== Source information ==
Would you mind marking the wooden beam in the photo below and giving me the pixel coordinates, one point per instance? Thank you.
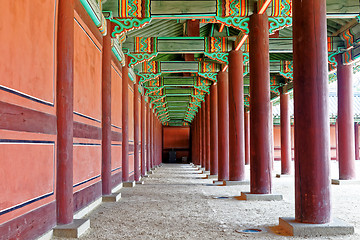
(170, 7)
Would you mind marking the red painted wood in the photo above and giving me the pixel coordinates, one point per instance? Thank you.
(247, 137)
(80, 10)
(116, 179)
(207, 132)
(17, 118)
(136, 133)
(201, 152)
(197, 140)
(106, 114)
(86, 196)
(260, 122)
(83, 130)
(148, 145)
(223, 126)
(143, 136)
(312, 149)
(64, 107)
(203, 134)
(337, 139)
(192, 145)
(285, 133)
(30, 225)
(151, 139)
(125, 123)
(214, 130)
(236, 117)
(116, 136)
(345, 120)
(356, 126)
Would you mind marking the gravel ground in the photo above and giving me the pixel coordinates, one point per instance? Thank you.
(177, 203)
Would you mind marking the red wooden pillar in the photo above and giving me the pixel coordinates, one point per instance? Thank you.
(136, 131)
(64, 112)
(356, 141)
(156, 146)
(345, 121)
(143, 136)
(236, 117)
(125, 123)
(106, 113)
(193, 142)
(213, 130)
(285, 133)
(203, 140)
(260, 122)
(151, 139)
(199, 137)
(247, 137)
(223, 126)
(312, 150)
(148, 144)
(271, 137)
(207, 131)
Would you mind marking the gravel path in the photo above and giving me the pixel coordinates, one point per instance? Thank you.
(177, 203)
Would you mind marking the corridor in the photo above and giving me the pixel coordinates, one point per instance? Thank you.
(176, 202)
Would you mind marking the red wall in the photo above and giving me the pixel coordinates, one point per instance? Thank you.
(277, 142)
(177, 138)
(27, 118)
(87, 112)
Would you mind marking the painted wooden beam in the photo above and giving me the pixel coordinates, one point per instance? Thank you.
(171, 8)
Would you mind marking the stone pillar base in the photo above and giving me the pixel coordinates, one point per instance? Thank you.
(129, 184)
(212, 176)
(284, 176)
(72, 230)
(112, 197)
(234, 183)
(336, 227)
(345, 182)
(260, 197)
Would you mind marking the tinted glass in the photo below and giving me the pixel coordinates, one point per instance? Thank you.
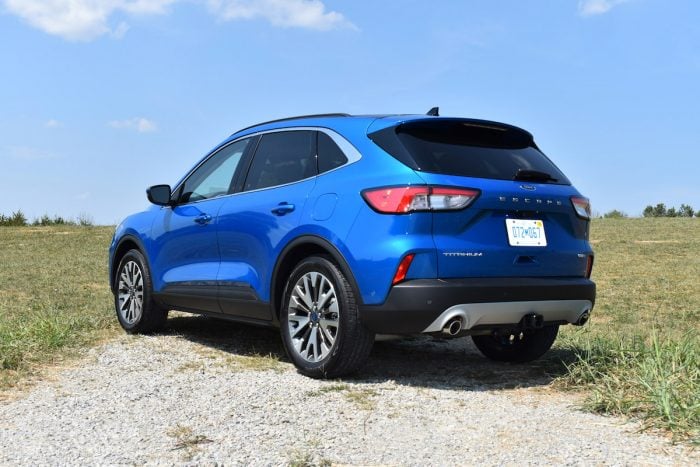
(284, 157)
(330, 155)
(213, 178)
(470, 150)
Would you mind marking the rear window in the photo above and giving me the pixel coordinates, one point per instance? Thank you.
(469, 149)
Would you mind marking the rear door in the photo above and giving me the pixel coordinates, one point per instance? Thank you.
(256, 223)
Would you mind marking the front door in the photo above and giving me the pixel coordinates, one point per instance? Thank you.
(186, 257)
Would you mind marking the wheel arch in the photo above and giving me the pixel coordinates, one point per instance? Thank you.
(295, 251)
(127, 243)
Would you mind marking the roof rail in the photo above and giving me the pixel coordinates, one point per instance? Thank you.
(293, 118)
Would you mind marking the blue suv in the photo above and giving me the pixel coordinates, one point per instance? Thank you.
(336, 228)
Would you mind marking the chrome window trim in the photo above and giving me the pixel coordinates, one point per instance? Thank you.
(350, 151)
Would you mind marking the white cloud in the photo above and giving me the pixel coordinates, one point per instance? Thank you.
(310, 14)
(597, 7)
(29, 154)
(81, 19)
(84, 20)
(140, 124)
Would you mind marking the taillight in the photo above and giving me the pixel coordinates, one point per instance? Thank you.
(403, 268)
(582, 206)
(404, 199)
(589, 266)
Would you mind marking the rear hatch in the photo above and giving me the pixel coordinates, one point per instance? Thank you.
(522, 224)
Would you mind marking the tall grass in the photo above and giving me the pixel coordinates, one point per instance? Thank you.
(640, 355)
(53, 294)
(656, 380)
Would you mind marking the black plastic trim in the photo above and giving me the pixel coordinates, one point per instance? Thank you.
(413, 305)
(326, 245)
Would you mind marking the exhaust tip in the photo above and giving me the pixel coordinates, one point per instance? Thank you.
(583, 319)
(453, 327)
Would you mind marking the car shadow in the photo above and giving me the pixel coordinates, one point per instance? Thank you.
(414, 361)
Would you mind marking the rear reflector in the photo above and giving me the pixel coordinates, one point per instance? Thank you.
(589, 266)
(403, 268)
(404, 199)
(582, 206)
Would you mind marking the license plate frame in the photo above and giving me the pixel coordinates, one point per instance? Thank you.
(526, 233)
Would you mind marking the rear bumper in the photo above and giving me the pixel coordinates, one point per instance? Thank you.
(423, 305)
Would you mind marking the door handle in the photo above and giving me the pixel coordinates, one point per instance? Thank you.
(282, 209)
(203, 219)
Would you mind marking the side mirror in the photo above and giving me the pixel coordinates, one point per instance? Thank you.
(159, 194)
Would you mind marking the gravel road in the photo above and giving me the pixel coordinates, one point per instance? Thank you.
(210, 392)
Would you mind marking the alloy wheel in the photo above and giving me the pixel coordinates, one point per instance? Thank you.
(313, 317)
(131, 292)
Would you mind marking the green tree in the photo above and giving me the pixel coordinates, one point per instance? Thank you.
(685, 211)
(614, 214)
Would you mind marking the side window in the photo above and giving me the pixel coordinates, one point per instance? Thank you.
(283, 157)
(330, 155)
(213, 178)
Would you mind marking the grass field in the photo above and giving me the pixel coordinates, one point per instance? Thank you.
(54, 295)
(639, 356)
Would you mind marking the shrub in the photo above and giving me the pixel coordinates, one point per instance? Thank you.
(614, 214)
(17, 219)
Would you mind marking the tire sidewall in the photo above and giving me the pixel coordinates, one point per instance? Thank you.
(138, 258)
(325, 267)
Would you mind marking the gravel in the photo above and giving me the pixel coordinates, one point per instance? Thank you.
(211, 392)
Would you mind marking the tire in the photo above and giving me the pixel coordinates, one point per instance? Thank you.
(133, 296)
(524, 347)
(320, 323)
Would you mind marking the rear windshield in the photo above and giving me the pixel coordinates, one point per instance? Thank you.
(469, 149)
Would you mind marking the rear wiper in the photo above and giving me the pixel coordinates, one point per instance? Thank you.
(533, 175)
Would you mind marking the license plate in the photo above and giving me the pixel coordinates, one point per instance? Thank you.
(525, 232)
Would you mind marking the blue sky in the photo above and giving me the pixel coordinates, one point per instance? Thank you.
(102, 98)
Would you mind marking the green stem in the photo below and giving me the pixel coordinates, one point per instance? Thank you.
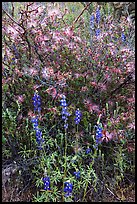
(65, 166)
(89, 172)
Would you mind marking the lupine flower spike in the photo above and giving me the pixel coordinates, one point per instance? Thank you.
===
Activity >>
Every entry should be repeated verbatim, with the pictures left out.

Result >>
Would you mind marking the wooden beam in the photo below and giving me the pixel coordinates, one point per instance? Thank you.
(170, 7)
Would you mind marking the red painted wood in the photo above and giving me the pixel coordinates, one point per instance? Thank you.
(247, 137)
(80, 10)
(116, 179)
(207, 132)
(17, 118)
(136, 133)
(201, 152)
(197, 140)
(106, 114)
(86, 196)
(260, 122)
(83, 130)
(148, 145)
(223, 126)
(143, 136)
(312, 149)
(64, 107)
(203, 134)
(337, 139)
(192, 145)
(285, 133)
(30, 225)
(151, 139)
(125, 123)
(214, 130)
(236, 117)
(116, 136)
(345, 120)
(356, 126)
Would you mind marking the gravel ground in the photo above and giving me the pixel coordinates, one point per instance? Thank you.
(177, 203)
Would you mind marking the red wooden pillar in the photo above and giving me the pixel coordinates, one point per instance? Thank you.
(136, 131)
(64, 112)
(356, 141)
(156, 146)
(345, 121)
(143, 136)
(236, 117)
(125, 123)
(106, 113)
(193, 142)
(213, 130)
(285, 133)
(203, 140)
(260, 122)
(151, 139)
(199, 137)
(247, 137)
(223, 126)
(312, 150)
(148, 144)
(271, 137)
(207, 131)
Would you mind marking the gravel path in the photo above and giving me the pixel coordinates, one point per instance? Thank you.
(177, 203)
Would you mind marking the corridor in the photo above and giving me the pixel coordinates, one point per instance? Thank you.
(176, 202)
Would you mind marking the red wall in the photo above and giving me the pixel coordinates, one point per instance? Thank you.
(277, 142)
(177, 138)
(27, 118)
(87, 112)
Would you mind marking the painted wooden beam in the photo above and giving me the pixel coordinates, one point per instance? Thank you.
(171, 8)
Would you mind marking the stone pillar base in the photo above and giving me the pixel coordinates, one point per instance? Thank you.
(129, 184)
(212, 176)
(284, 176)
(72, 230)
(112, 197)
(234, 183)
(336, 227)
(345, 182)
(260, 197)
Would you mind marking the tinted glass in the photo below and giving me the pixel coordinates, one point per instance? Thank you.
(284, 157)
(330, 155)
(213, 178)
(470, 150)
Would you mind marking the rear window in the photo above and giving me the pixel coordinates, one point per instance? Thank you.
(469, 149)
Would you mind marking the rear door in the photo above and giving me the pixel coordinates, one point per instance? Thank you.
(256, 223)
Would you mind marking the front door in the photo above and giving me the pixel coordinates, one point per instance? Thank you.
(186, 257)
Would you mind marking the wheel arch in the photo above and giving me the pixel coordinates, one point per instance? Thank you.
(295, 251)
(127, 243)
Would you mind marking the roof rail in the photo above and giving me the pixel coordinates, one point per instance? Thank you.
(293, 118)
Would you mind marking the blue suv in the photo above and giving me the pixel coordinates, one point per instance? Thank you.
(336, 228)
Would you mind marking the chrome window trim in the photo above and giving me the pixel coordinates, one point per instance? Thank you.
(350, 151)
Would you mind marking the white cloud in the photo above and giving me the pixel coordinates, one point per instance? Thank you.
(310, 14)
(597, 7)
(29, 154)
(81, 19)
(84, 20)
(140, 124)
Would you mind marking the taillight in the photo above and giving me the pixel coordinates, one point per instance? Thank you.
(403, 268)
(582, 206)
(404, 199)
(589, 266)
Would you mind marking the rear hatch in the photo above and giving me the pixel coordinates, one point per instance? Thank you.
(522, 224)
Would you mind marking the tall grass in the photo above and giving me the pixel coordinates, one point per instance? Thank you.
(640, 355)
(53, 294)
(656, 380)
Would you mind marking the black plastic trim in the photo above and giving me the pixel coordinates, one point per instance? Thank you.
(413, 305)
(326, 245)
Would you mind marking the exhaust tip in the photo above and giving me the pixel coordinates, one point per instance? Thank you.
(583, 319)
(453, 327)
Would you mind marking the car shadow in the photo above and giving me the pixel coordinates, one point per instance? Thank you.
(414, 361)
Would you mind marking the rear reflector in the photo above and giving me the pixel coordinates, one point per instance? Thank you.
(589, 266)
(403, 268)
(404, 199)
(582, 206)
Would you mind marking the license plate frame in the photo above and giving me the pixel coordinates, one point per instance? Thank you.
(526, 233)
Would you mind marking the rear bumper in the photo above and giving me the pixel coordinates, one point per instance? Thank you.
(423, 305)
Would you mind marking the door handle in the photo above and giving me the pixel coordinates, one point per instance? Thank you.
(282, 209)
(203, 219)
Would you mind marking the side mirror in the photo above and giving me the pixel coordinates, one point per instance? Thank you.
(159, 194)
Would you mind marking the gravel road in the photo above and giving me the pixel coordinates, one point per instance? Thank you.
(210, 392)
Would you mind marking the alloy wheel in the photo above and giving me the pixel coordinates, one point per instance? Thank you.
(313, 317)
(131, 292)
Would you mind marking the green tree in the photo above and giving me the pixel coordinates, one point per instance? Thank you.
(685, 211)
(614, 214)
Would you mind marking the side window in the photo above and giving me the pixel coordinates, one point per instance? Thank you.
(283, 157)
(330, 155)
(213, 178)
Would you mind marking the grass field in the photo above and giving me the pixel coordinates, one point per instance? Thank you.
(54, 295)
(639, 356)
Would you mind marking the shrub in the photo above and giving me the pixel coordinates, one point per instance? Thank you.
(614, 214)
(17, 219)
Would you mind marking the tire sidewall in the photo above and giving me the pixel coordinates, one point per instance? Thank you.
(138, 258)
(325, 267)
Would you mind marking the gravel in the photo above and giving me the pixel coordinates, one point per instance? Thank you.
(211, 392)
Would you mind marking the tire in the photo above and giving me the pixel coordinates, one point per instance? Thank you.
(133, 296)
(524, 347)
(320, 323)
Would you mind marking the rear windshield in the photo above and giving me the pixel coordinates, one point per instance? Thank you.
(469, 149)
Would you mind marking the rear wiper in the photo above and giving me the pixel coordinates, one point per instance? Thank you.
(533, 175)
Would you mind marking the license plate in the photo above and giving me the pixel coordinates, one point per instance? Thank you.
(525, 232)
Would you mind marking the blue sky in the photo above and giving me the pixel coordinates, one point per instance? Thank you.
(102, 98)
Would you mind marking the green stem in the photo below and giving me the pixel coordinates, one point per instance? Thank you.
(65, 166)
(89, 172)
Would you mind marking the lupine flower spike in the photo above and giving me the pixel coordinates, one point per instance? Thank you.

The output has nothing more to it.